▸ **Exercise goal**
Copy out all the records, word for word.

*** Available data ***

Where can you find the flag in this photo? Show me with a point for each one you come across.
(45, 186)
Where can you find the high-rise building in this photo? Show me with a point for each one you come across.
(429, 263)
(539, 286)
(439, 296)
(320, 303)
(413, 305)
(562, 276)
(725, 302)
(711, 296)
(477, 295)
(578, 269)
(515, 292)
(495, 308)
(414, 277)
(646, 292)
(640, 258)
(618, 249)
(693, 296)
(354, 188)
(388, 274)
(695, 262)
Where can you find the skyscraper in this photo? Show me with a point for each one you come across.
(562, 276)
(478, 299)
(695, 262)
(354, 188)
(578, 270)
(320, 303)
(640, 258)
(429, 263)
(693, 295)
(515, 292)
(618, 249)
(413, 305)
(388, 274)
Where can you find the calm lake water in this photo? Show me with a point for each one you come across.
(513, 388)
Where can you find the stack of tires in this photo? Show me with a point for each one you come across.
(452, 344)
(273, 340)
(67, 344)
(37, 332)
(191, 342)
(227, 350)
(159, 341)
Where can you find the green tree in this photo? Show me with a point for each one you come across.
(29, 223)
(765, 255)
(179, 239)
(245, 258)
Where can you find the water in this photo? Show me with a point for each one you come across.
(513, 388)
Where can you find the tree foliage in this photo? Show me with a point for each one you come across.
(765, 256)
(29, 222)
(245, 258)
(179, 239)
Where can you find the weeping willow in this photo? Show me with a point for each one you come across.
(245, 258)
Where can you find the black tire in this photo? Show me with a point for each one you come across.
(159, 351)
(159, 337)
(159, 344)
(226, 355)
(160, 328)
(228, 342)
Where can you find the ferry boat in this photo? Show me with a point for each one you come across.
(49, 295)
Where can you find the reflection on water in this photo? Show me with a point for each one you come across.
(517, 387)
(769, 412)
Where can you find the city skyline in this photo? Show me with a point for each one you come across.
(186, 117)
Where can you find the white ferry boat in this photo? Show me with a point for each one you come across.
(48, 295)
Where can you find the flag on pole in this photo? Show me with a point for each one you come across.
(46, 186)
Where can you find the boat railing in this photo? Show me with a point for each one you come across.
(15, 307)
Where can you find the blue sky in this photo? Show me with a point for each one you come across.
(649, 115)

*** End of Available data ***

▸ **Exercise solution**
Where can you find the flag in this photo? Show me with a point for each one you come across.
(45, 186)
Where can you find the high-rise building in this photo? Show me with a point for each one you come across.
(429, 263)
(539, 286)
(439, 296)
(320, 303)
(413, 305)
(562, 276)
(725, 302)
(711, 296)
(477, 295)
(578, 269)
(515, 292)
(495, 308)
(414, 277)
(646, 292)
(640, 258)
(618, 249)
(693, 296)
(354, 188)
(388, 274)
(695, 262)
Where can you find the skyscraper in this photo? Show me with a point for each one you come across.
(562, 276)
(478, 299)
(695, 262)
(354, 188)
(578, 270)
(320, 303)
(640, 258)
(429, 263)
(693, 295)
(515, 292)
(618, 249)
(413, 305)
(388, 274)
Where can you find the calm lake water in this photo? Show me with a point for each one you come across.
(513, 388)
Where can you find the stack of tires in this photo? Show me with a point for each one you come across.
(452, 344)
(273, 340)
(67, 344)
(37, 332)
(191, 342)
(227, 350)
(159, 341)
Where can you find the green tree in this photo? Show me with a point for each one you come across.
(29, 223)
(765, 255)
(179, 239)
(245, 258)
Where can you find the water in this photo? Show me with a point for each one you come across.
(513, 388)
Where can you find the tree foliage in this photo? Show me with a point for each one you come across.
(765, 256)
(29, 222)
(245, 258)
(179, 239)
Where can you find the weeping willow in this photo? Show me with a point for each one you come across.
(245, 258)
Where can you find the black tire in this photo? Show me with a point for each one you come across.
(159, 351)
(159, 337)
(159, 344)
(226, 355)
(160, 328)
(228, 342)
Where can you find the ferry boat in this photo? Show me with a point for each one you come across.
(49, 295)
Where can you find the reflection on water in this photo? Show me with a point for each one you come across.
(517, 387)
(769, 412)
Where can you find the city skyline in this photo? Show me with a point for each one you come across.
(186, 117)
Where can you find the white ferry boat in this photo? Show me with a point for each one you come across.
(48, 295)
Where can you find the flag on pole in this photo? Show me with a point for each one you come across.
(46, 186)
Where can you find the boat railing in this photo? Show me with a point for each one you come across.
(15, 307)
Where can you find the blue sky in this photo? Show me with a point for each one you come across.
(649, 115)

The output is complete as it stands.